• Exercise goal: Every line of the entries below that mentions "TARGET" is to be copied out.

Dataset items:
──────────
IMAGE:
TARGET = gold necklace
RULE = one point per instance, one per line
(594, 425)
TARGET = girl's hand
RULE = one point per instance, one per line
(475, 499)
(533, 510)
──────────
• Your solution:
TARGET = gold necklace
TARGET = girl's hand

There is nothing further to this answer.